---- AVAILABLE DATA

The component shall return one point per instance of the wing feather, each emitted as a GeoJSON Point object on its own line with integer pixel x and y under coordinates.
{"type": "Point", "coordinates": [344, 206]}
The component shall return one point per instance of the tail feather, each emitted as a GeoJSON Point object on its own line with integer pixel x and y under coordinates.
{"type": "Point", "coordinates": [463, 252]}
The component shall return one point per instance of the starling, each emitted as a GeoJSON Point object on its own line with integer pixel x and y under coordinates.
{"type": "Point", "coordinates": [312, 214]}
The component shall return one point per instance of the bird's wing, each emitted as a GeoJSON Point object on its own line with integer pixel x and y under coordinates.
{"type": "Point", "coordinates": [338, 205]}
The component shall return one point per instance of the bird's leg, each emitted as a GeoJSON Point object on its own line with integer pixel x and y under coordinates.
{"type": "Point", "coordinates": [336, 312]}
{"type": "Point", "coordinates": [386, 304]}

--------

## EXERCISE AIM
Go through the listing and write out each line exactly.

## RESPONSE BELOW
The component shall return one point per instance of the wing feather, each emitted as a GeoJSON Point object on its own line with integer pixel x and y under coordinates.
{"type": "Point", "coordinates": [344, 206]}
The component shall return one point per instance of the tail feather, each emitted as a GeoJSON Point object on its own line with integer pixel x and y under coordinates.
{"type": "Point", "coordinates": [463, 252]}
The component shall return one point per instance of the starling, each emitted as a GeoJSON Point object on its own line with integer pixel x and y under coordinates.
{"type": "Point", "coordinates": [312, 214]}
The component shall return one point per instance of the bird's wing, each emitted as a GeoJSON Point object on its own line with integer pixel x and y under coordinates.
{"type": "Point", "coordinates": [338, 205]}
The component shall return one point per instance of the bird's leg, each emitted as a GeoJSON Point object on its own line with integer pixel x and y under coordinates.
{"type": "Point", "coordinates": [336, 312]}
{"type": "Point", "coordinates": [386, 304]}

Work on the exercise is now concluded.